» **TASK DESCRIPTION**
Gather each line in the records below that contains the word "tequila", and copy those lines without changing them.
┌─ RECORDS TO PROCESS
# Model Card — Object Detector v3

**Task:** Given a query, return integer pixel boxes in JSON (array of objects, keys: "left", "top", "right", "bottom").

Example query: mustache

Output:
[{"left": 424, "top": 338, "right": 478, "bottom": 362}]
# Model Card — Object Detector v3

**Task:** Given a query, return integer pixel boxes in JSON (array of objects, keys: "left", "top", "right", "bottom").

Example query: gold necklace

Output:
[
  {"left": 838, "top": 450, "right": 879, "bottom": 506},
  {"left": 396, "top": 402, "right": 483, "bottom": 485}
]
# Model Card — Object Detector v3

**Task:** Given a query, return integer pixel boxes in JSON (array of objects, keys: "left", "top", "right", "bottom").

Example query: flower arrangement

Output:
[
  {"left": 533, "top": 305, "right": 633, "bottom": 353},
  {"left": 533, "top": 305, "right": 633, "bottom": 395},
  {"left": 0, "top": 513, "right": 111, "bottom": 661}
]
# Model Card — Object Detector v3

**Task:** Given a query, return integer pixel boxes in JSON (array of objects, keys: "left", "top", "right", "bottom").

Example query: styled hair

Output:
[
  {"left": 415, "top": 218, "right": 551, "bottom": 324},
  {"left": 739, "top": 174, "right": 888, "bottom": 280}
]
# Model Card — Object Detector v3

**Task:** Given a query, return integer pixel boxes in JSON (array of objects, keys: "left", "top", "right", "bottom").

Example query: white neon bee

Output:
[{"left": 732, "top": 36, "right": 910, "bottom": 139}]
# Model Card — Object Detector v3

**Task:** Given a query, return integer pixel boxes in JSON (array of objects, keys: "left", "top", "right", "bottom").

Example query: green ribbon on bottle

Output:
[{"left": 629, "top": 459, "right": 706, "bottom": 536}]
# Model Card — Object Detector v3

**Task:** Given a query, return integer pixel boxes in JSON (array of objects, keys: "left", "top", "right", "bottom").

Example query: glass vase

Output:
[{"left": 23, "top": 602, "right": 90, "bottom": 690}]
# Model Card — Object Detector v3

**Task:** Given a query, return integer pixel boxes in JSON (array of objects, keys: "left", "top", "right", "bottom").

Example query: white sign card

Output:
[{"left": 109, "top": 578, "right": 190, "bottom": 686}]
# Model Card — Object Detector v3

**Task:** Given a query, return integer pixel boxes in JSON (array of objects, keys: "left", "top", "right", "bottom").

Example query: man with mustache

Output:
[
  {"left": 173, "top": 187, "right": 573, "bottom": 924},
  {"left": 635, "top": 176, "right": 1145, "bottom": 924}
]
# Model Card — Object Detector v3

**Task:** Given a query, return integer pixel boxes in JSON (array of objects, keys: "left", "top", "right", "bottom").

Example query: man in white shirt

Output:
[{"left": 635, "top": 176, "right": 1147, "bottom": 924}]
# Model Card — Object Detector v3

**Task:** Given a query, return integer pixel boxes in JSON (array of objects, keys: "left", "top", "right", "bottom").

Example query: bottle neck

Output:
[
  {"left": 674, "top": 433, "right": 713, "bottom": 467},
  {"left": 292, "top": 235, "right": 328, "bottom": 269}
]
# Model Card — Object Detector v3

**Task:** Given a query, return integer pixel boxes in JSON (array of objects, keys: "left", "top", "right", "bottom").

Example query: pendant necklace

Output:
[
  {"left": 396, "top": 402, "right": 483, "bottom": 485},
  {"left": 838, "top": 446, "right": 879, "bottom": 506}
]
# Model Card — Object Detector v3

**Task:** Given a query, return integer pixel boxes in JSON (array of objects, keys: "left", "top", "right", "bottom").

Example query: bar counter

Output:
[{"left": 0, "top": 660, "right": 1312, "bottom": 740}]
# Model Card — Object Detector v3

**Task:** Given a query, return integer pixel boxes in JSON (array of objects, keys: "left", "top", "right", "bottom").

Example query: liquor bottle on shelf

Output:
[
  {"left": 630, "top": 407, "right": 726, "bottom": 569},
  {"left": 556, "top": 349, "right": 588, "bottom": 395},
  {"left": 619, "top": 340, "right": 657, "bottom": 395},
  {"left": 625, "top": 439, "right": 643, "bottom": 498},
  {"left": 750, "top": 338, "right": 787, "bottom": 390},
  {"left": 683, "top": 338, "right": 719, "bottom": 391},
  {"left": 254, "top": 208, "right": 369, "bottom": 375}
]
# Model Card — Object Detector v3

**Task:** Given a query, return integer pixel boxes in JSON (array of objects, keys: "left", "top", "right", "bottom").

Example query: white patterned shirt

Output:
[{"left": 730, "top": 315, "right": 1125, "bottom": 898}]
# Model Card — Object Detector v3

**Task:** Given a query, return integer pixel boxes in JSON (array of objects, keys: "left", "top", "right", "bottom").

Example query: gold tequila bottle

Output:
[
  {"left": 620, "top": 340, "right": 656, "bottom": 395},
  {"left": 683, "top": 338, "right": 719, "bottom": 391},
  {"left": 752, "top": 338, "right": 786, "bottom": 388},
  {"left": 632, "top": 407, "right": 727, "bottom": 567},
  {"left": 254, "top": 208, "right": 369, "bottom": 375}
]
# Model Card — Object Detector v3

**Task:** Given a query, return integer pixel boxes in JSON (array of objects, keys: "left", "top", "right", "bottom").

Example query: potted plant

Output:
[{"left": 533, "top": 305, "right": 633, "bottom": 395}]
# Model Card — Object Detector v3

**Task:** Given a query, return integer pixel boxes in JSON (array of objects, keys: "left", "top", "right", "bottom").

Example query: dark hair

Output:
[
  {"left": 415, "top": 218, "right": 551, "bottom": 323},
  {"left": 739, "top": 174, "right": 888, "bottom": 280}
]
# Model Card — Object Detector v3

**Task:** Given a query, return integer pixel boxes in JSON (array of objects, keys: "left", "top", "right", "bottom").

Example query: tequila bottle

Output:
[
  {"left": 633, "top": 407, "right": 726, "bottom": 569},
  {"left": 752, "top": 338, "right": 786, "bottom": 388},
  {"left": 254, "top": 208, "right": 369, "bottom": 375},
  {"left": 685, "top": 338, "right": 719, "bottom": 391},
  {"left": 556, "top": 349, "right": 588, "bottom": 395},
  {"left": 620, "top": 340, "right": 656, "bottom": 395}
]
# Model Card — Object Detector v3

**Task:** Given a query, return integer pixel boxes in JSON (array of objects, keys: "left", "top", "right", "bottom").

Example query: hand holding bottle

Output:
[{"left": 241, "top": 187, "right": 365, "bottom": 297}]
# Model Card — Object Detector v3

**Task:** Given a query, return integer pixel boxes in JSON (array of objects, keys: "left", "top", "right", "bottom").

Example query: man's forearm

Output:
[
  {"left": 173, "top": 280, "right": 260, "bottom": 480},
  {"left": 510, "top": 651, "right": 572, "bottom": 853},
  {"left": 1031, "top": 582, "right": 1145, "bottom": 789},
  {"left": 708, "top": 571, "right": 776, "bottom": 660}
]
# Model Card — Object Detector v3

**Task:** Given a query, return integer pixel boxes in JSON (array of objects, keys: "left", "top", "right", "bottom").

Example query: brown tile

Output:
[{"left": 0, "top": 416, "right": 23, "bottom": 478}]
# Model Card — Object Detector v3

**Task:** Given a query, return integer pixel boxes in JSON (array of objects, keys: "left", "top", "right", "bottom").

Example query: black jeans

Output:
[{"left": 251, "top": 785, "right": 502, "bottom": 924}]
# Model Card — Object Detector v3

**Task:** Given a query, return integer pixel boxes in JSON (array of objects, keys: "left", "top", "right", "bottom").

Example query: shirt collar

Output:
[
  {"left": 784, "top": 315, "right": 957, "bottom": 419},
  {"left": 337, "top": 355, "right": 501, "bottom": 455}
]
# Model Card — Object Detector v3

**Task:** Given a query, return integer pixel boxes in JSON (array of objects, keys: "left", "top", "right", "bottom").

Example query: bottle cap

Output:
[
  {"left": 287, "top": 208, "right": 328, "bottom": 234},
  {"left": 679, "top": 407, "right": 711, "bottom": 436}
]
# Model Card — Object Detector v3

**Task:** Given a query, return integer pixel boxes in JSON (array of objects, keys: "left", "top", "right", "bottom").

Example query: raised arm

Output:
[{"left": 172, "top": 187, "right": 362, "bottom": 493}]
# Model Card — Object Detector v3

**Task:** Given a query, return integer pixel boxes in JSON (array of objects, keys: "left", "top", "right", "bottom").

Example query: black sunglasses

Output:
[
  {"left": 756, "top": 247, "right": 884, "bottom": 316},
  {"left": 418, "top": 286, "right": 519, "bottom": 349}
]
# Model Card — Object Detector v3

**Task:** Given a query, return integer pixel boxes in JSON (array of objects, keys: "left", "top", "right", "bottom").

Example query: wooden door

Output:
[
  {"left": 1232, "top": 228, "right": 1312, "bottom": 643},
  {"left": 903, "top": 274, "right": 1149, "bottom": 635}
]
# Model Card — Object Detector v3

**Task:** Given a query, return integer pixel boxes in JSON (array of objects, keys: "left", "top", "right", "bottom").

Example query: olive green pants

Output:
└─
» **FULL ANSWER**
Example query: gold tequila bottle
Example query: tequila bottle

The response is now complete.